Given data:
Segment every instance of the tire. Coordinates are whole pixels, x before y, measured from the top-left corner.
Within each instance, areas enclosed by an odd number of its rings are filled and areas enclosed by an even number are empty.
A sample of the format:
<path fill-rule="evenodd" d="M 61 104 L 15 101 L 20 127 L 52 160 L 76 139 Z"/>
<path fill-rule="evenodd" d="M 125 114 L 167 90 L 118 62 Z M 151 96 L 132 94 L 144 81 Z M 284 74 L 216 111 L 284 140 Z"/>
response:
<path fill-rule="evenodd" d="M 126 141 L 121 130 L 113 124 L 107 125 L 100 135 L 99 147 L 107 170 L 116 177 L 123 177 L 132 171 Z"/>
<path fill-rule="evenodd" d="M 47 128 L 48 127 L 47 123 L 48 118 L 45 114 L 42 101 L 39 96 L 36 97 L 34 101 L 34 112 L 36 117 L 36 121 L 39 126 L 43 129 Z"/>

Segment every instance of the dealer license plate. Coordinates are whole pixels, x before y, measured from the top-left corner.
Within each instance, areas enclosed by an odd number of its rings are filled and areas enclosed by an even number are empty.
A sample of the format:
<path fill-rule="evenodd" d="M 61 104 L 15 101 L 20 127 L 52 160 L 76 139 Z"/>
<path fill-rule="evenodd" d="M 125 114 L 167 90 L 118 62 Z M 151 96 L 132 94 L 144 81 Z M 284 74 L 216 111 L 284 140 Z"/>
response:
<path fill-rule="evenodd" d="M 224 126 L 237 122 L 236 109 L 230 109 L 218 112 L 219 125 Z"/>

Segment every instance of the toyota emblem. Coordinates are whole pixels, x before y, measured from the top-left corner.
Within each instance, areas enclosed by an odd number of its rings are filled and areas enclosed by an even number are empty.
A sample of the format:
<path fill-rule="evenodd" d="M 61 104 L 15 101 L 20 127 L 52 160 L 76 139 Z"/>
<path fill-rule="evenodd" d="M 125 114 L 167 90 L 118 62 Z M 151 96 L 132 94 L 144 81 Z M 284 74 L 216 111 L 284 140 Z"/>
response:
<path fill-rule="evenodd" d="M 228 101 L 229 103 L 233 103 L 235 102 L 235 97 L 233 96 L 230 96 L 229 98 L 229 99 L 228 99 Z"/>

Given request: Rewrite the rows from their very start through the line containing "126 141 L 121", both ends included and the requests kept, raising every coordinate in the answer outlines by 67. Leave the numbers in the requests and their format samples unchanged.

Full output:
Segment every instance of the tire. Coordinates are whole pixels, x before y, measured from the top-left corner.
Within each instance, areas enclosed by an odd number of its rings are filled and areas enclosed by an even number are empty.
A sample of the format:
<path fill-rule="evenodd" d="M 61 104 L 15 101 L 20 127 L 52 160 L 76 139 Z"/>
<path fill-rule="evenodd" d="M 125 114 L 167 90 L 118 62 Z M 151 96 L 132 94 L 144 81 Z M 284 74 L 216 111 L 284 140 Z"/>
response:
<path fill-rule="evenodd" d="M 193 208 L 188 197 L 180 191 L 174 192 L 167 202 L 166 214 L 174 237 L 183 244 L 190 244 L 199 238 Z"/>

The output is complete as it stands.